→ **TASK DESCRIPTION**
Rewrite every entry below, replacing "Point out" with "Mark" and leaving everything else unchanged. Omit the pictures from your output.

──────── AVAILABLE DATA ────────

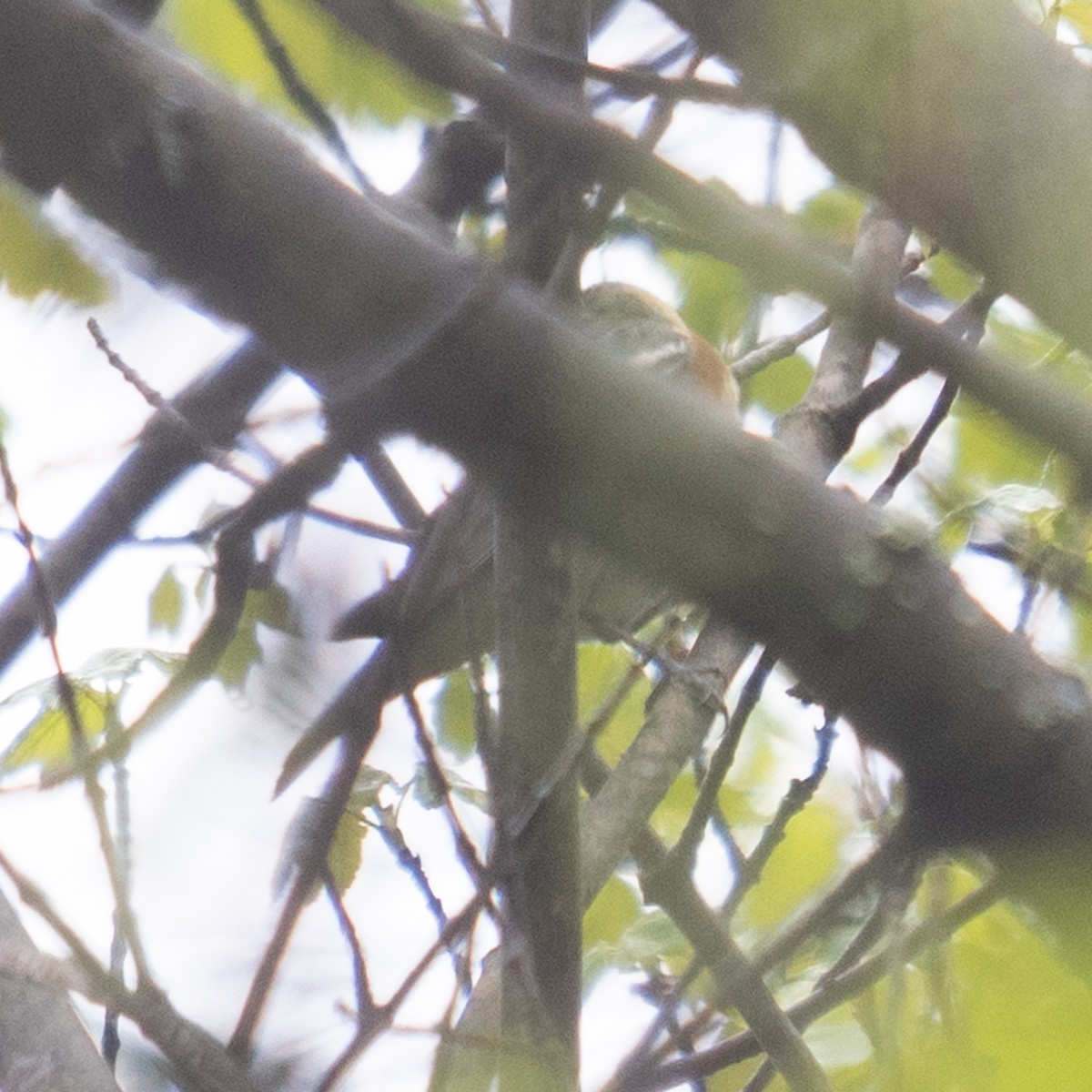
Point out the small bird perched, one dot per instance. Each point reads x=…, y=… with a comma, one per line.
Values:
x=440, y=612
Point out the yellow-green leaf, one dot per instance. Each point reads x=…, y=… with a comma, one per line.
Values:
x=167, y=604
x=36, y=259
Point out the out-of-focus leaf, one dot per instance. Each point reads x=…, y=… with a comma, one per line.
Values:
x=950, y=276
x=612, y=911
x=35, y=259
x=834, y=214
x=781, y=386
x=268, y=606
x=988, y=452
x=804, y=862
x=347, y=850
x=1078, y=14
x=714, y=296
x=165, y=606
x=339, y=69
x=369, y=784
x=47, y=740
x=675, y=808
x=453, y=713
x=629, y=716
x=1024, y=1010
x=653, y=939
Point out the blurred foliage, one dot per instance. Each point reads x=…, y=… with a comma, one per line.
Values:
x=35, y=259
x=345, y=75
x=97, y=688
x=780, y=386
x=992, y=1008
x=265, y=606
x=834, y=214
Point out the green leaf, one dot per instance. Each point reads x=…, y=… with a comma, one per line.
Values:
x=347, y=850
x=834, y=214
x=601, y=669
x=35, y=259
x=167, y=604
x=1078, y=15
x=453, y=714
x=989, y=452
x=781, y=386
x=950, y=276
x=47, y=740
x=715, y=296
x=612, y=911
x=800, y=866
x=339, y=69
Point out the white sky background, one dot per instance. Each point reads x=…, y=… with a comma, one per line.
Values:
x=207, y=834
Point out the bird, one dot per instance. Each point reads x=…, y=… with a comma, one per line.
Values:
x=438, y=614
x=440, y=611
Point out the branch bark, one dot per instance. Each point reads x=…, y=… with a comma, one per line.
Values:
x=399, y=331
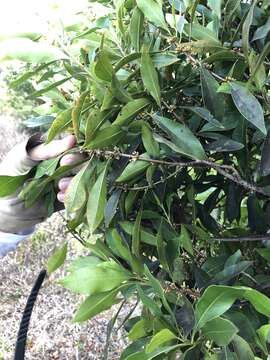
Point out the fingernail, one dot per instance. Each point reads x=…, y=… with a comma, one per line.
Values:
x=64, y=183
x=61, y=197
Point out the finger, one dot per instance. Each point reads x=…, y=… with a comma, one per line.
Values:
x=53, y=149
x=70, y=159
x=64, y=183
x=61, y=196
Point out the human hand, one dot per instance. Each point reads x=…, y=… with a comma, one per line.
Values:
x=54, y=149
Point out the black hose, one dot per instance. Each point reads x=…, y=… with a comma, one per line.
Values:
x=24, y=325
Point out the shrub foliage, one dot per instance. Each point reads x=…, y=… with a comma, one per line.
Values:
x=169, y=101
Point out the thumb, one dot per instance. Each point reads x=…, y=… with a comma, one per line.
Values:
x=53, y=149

────────

→ **RESPONSE TO THE EXERCISE**
Mark the small bird perched, one dot per instance. Each point reads x=…, y=… with a comma, one per line.
Values:
x=440, y=612
Mark the yellow-green leaf, one dot per instance. Each point reads x=…, y=… with a comma, one per line.
Values:
x=167, y=604
x=36, y=259
Mark the out-of-focus leaf, one dot per instance. Each point reads x=…, y=… with a comma, one per line.
Values:
x=950, y=276
x=612, y=911
x=35, y=259
x=834, y=214
x=781, y=386
x=268, y=606
x=988, y=452
x=804, y=862
x=347, y=850
x=1078, y=14
x=714, y=296
x=165, y=606
x=339, y=69
x=369, y=784
x=47, y=740
x=675, y=808
x=453, y=713
x=629, y=716
x=1024, y=1010
x=653, y=939
Mark the blurred foliage, one dot per instance. Each point reads x=…, y=… with a comma, one per line.
Values:
x=35, y=259
x=345, y=75
x=97, y=688
x=780, y=386
x=992, y=1008
x=265, y=606
x=834, y=214
Mark the green leaf, one dot per instance. Each point reads x=…, y=… with a comma, one per line.
Values:
x=347, y=850
x=834, y=214
x=601, y=669
x=35, y=259
x=167, y=604
x=1078, y=15
x=453, y=714
x=989, y=452
x=781, y=386
x=950, y=276
x=47, y=740
x=715, y=296
x=612, y=911
x=800, y=866
x=339, y=69
Mark the white sky background, one dot per instance. Each point reads x=…, y=… with a comma, one per line.
Values:
x=207, y=834
Mark the bird, one dot per instance. Each point reads x=…, y=… with a comma, one per line.
Values:
x=438, y=614
x=440, y=611
Mark the branch bark, one dot per instance. Each point reads x=…, y=… with a comma, one per line.
Values:
x=399, y=331
Mark the fingernail, one dot per instance. Each point reads x=…, y=… with a comma, one per line.
Values:
x=64, y=183
x=61, y=197
Mark the finger, one dot per instance. Each point reads x=…, y=… with a comma, one per line.
Values:
x=53, y=149
x=70, y=159
x=64, y=183
x=61, y=196
Mark the human hand, one dot per instance. Each point reads x=…, y=… with a comma, one per line.
Values:
x=54, y=149
Mark the black hose, one dot per instance. Each point reads x=…, y=… with a comma, one per line.
Values:
x=24, y=325
Mark the shrub foliage, one dot per instance. Each point reads x=…, y=… with a comma, one per line.
Values:
x=169, y=101
Mark the thumb, one dot per instance. Each point reads x=…, y=… with a comma, one per line.
Values:
x=53, y=149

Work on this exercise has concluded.